• [Exercise objective]:
Extract the line that contains "obj: wristband" and every line after it to the end of the records below, exactly as written and nothing else.

----

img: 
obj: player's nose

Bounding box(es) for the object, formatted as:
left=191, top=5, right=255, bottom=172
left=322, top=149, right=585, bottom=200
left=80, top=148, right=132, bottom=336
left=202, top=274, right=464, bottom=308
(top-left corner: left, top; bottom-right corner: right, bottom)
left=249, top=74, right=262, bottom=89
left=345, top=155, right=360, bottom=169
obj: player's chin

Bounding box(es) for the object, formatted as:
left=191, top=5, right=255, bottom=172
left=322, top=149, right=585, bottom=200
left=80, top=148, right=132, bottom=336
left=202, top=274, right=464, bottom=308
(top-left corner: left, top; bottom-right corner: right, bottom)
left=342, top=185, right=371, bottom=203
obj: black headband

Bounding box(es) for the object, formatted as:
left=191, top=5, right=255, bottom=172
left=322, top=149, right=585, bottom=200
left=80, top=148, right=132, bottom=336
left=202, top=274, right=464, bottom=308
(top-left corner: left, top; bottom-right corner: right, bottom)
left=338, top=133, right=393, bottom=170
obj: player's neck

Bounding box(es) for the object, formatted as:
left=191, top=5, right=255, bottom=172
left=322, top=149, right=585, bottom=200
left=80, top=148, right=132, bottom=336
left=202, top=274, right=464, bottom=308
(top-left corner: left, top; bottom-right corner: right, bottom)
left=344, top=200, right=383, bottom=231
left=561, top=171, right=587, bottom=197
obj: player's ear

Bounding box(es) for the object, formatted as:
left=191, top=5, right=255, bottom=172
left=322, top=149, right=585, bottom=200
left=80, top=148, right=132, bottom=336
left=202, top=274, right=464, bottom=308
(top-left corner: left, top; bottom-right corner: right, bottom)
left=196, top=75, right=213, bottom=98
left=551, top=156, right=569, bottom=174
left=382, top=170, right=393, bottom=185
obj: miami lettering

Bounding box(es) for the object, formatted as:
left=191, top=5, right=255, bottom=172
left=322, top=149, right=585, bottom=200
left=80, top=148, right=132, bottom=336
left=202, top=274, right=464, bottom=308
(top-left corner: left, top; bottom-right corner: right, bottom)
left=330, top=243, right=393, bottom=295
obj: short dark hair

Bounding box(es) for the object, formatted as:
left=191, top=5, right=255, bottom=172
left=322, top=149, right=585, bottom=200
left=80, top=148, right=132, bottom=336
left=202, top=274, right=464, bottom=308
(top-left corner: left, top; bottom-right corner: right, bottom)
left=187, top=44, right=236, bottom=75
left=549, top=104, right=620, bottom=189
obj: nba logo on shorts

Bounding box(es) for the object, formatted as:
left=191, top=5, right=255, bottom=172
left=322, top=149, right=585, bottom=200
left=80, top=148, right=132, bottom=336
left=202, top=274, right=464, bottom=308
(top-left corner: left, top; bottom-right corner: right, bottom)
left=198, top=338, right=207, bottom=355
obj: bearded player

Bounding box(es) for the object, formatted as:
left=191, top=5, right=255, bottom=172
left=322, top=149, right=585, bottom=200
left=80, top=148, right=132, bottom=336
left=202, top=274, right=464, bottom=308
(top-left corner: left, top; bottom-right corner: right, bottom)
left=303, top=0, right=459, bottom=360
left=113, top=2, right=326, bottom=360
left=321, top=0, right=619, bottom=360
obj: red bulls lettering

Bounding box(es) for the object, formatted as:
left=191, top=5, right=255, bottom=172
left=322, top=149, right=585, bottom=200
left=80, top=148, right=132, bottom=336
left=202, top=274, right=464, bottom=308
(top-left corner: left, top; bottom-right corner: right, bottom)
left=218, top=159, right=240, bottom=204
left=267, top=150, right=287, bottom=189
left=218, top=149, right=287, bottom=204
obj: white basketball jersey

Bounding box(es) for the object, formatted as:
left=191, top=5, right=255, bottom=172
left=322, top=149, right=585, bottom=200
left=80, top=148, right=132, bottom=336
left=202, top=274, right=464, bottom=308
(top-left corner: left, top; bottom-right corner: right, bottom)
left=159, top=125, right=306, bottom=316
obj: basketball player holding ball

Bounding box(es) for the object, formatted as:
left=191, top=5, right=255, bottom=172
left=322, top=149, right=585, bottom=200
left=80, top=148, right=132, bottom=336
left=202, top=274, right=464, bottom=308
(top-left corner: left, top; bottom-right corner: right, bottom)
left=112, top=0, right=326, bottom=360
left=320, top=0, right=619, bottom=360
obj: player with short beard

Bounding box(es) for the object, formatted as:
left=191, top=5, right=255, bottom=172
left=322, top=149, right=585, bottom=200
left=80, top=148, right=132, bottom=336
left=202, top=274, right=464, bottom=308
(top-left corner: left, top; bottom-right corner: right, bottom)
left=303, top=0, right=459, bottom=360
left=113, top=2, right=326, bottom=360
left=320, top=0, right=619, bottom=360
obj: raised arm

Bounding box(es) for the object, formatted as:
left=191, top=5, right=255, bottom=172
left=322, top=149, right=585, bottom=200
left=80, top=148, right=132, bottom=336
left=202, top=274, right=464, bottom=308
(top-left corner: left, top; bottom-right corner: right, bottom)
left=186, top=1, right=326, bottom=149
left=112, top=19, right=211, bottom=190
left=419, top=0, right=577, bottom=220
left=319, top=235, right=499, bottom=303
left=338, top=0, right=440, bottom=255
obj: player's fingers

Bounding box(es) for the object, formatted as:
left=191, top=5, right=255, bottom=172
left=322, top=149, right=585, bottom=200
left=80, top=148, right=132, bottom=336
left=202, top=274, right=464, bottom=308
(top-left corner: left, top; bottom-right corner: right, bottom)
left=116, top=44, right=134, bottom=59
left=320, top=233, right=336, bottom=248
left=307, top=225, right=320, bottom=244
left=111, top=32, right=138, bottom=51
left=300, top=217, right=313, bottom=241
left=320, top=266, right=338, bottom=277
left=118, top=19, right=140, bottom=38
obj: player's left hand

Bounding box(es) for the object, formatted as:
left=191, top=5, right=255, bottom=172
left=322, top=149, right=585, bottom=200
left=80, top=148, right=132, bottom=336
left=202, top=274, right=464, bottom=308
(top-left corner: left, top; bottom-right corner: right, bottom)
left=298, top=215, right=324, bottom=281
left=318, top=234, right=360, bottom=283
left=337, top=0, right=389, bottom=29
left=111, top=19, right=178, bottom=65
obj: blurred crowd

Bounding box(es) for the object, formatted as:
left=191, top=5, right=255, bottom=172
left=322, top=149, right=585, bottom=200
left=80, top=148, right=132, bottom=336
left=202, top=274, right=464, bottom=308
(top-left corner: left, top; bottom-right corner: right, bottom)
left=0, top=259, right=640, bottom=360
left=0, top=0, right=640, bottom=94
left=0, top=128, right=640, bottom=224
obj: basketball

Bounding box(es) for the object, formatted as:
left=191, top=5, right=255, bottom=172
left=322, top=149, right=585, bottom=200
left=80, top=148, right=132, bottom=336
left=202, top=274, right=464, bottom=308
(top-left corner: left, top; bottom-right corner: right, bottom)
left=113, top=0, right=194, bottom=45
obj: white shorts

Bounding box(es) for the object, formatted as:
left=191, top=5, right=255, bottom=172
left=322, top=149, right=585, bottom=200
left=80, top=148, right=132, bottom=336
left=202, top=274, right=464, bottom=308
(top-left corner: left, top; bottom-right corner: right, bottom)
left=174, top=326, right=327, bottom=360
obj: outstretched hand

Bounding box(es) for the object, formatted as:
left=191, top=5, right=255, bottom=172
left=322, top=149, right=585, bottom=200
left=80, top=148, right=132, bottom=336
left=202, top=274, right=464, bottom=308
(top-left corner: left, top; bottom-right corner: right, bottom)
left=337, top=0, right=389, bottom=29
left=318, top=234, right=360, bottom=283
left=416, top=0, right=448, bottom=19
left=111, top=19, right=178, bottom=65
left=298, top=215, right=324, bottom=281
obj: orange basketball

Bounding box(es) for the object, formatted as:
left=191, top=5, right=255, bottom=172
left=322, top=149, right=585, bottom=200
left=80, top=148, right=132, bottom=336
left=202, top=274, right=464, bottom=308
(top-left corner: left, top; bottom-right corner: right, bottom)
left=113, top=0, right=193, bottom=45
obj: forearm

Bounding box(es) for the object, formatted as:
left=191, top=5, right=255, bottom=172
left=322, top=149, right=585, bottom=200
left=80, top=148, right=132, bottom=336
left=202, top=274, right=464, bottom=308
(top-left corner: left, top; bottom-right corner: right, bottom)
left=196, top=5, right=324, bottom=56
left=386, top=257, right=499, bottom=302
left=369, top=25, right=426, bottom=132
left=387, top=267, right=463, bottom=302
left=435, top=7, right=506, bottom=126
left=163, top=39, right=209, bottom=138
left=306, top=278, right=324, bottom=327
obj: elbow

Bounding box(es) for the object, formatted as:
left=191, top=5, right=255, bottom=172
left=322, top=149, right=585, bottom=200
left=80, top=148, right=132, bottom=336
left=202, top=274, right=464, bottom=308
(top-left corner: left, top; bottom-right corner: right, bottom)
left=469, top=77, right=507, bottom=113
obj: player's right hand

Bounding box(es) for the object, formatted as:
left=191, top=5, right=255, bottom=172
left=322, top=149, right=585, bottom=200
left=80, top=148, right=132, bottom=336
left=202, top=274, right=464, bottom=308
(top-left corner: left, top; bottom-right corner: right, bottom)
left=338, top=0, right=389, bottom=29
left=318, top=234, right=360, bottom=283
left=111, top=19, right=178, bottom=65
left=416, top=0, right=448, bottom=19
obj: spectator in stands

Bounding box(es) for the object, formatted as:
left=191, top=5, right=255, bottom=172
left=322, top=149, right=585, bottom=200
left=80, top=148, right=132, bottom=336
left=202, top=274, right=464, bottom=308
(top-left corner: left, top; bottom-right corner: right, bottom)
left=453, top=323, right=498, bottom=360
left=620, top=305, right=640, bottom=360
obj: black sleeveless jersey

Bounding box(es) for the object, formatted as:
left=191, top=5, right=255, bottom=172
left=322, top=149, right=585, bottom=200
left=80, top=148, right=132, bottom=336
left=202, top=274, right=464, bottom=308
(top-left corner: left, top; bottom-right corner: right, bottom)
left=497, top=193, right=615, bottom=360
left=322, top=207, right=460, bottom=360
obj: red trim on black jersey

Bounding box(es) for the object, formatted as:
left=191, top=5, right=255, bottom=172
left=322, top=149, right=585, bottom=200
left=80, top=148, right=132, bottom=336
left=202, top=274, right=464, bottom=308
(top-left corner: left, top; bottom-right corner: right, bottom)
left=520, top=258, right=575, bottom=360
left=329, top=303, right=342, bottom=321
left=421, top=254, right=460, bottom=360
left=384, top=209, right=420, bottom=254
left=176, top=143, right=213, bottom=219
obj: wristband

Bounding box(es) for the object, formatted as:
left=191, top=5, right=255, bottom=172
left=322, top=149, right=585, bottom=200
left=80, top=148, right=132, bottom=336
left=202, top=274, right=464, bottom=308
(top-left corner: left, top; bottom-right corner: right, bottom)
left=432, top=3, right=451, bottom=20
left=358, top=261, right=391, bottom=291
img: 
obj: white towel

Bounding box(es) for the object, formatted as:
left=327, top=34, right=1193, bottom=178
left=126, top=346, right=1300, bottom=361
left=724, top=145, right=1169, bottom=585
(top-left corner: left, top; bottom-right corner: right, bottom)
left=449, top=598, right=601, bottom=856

----

• [Written solution]:
obj: wristband

Bounding box(es) for the object, formatted as:
left=191, top=5, right=255, bottom=172
left=322, top=149, right=585, bottom=200
left=80, top=148, right=132, bottom=336
left=202, top=274, right=464, bottom=308
(top-left corner: left, top; bottom-right corner: right, bottom)
left=432, top=3, right=451, bottom=20
left=358, top=261, right=391, bottom=291
img: 
obj: white towel

Bounding box(es) for the object, formatted as:
left=327, top=34, right=1193, bottom=178
left=126, top=346, right=1300, bottom=361
left=724, top=145, right=1169, bottom=585
(top-left corner: left, top; bottom-right corner: right, bottom)
left=449, top=598, right=601, bottom=856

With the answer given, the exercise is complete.